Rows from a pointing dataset
* * * * * * * * *
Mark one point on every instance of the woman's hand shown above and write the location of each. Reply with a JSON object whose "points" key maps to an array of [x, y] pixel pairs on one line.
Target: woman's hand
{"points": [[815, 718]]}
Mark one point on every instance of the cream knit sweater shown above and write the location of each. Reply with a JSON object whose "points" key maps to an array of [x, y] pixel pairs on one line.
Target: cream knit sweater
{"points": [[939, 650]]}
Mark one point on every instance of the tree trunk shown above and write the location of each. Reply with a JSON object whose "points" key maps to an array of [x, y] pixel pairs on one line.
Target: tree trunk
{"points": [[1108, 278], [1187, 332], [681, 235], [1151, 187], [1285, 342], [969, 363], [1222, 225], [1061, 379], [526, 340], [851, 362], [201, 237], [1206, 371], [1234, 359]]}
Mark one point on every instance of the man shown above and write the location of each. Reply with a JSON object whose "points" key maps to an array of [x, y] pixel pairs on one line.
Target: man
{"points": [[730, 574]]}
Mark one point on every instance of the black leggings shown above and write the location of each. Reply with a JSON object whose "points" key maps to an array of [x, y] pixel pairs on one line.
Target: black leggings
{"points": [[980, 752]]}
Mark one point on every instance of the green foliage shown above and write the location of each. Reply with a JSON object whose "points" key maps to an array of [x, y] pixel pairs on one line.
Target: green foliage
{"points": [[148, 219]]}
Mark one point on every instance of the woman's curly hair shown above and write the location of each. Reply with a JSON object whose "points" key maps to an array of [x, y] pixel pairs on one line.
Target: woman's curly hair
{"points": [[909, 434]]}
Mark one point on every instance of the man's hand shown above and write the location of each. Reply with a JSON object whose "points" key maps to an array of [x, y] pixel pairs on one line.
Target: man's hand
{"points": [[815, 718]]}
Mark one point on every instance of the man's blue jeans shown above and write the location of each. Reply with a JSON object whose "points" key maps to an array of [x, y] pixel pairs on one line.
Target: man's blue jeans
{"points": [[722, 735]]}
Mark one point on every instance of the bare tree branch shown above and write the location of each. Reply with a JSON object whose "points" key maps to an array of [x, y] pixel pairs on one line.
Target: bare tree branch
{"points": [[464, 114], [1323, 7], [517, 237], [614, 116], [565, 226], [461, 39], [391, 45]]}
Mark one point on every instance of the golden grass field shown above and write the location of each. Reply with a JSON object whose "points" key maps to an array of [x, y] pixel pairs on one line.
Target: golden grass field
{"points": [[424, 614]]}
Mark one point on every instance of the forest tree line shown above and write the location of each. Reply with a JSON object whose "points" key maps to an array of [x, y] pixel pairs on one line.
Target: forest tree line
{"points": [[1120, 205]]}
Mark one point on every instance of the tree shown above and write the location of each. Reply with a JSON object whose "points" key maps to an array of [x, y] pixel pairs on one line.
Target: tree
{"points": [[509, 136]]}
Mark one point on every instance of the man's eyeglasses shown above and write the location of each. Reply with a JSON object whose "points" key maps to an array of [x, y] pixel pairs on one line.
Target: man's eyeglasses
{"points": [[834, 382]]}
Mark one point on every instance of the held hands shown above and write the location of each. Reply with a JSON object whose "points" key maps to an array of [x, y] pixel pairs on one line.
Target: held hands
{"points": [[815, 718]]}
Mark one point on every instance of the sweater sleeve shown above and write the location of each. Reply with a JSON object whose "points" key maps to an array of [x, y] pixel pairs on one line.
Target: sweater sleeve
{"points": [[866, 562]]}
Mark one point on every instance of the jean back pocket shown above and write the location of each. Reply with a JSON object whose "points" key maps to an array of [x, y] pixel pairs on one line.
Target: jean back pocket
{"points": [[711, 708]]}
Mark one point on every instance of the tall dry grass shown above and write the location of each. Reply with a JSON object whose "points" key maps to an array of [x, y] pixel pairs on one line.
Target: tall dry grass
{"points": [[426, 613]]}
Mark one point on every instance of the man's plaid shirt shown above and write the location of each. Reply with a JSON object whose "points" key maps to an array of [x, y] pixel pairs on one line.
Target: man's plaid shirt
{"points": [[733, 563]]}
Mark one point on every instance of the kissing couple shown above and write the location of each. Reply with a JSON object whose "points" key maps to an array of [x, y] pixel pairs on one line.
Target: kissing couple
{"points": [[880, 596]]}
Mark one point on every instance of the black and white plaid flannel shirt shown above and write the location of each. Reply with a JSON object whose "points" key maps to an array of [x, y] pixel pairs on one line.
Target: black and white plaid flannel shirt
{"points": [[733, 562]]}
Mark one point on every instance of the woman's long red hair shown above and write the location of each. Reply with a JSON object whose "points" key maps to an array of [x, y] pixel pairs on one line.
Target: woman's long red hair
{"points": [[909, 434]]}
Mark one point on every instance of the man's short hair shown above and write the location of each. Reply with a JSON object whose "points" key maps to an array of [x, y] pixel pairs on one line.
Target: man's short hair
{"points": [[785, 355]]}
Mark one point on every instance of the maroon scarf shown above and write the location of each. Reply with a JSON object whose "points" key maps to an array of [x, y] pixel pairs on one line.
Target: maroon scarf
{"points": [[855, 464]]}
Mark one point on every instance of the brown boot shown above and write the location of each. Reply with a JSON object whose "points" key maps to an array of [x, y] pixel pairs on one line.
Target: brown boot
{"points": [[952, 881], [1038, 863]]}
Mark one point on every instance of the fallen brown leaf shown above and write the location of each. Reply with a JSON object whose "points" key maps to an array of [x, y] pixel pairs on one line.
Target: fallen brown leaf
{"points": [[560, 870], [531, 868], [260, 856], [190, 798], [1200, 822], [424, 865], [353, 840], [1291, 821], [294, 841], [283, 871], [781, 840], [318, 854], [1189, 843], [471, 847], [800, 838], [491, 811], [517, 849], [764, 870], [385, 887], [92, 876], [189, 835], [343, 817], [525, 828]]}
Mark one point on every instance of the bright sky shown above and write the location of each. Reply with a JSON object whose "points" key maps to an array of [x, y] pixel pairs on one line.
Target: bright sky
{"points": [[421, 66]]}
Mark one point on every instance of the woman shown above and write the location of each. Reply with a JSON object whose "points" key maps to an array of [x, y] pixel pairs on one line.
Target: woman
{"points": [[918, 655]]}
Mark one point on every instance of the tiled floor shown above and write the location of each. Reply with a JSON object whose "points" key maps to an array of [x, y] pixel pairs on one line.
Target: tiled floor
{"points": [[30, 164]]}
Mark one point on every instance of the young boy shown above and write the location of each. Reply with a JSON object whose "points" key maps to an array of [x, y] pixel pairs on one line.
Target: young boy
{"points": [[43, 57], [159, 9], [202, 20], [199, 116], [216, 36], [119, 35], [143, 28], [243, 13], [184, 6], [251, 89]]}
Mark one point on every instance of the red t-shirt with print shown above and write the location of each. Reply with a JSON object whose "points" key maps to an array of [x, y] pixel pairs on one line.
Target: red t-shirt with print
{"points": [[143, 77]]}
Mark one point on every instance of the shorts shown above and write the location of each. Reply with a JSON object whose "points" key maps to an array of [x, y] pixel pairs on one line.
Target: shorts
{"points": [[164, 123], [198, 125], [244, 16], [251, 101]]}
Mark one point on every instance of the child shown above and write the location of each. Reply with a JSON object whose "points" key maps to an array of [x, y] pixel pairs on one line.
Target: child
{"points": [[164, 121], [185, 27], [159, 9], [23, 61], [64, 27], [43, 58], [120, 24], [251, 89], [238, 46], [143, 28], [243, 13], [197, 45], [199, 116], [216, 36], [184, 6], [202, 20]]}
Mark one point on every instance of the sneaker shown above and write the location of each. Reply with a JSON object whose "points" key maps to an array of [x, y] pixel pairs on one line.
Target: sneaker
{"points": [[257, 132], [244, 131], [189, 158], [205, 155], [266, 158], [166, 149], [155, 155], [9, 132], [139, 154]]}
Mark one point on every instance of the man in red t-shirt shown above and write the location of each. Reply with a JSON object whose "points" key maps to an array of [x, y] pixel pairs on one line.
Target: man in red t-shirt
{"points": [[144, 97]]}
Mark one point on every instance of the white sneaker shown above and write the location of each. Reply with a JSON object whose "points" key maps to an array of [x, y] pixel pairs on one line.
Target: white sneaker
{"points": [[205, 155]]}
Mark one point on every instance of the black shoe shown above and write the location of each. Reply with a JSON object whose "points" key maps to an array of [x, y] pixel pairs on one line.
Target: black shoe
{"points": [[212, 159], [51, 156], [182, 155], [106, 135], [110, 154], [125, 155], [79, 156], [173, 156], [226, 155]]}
* * * * * * * * *
Written request:
Can you quote exactly the lines from the one containing "Mark one point on every instance of the white" through the last line of the records above, and nothing else?

In response:
Mark one point on every instance of the white sneaker shown above and write the location of each. Reply with a JSON object whose "points" key maps to an array of [x, y] pixel pairs on one line.
Target: white sneaker
{"points": [[205, 155]]}
Mark one point on every instance of the black shoe shown above and write the location of each. Reply with a JSON object whose "points" key maps to an array of [x, y] pixel pairs on one line.
Target: black shoe
{"points": [[212, 159], [51, 156], [182, 155], [106, 135], [110, 154], [125, 155], [79, 156], [173, 156], [226, 155]]}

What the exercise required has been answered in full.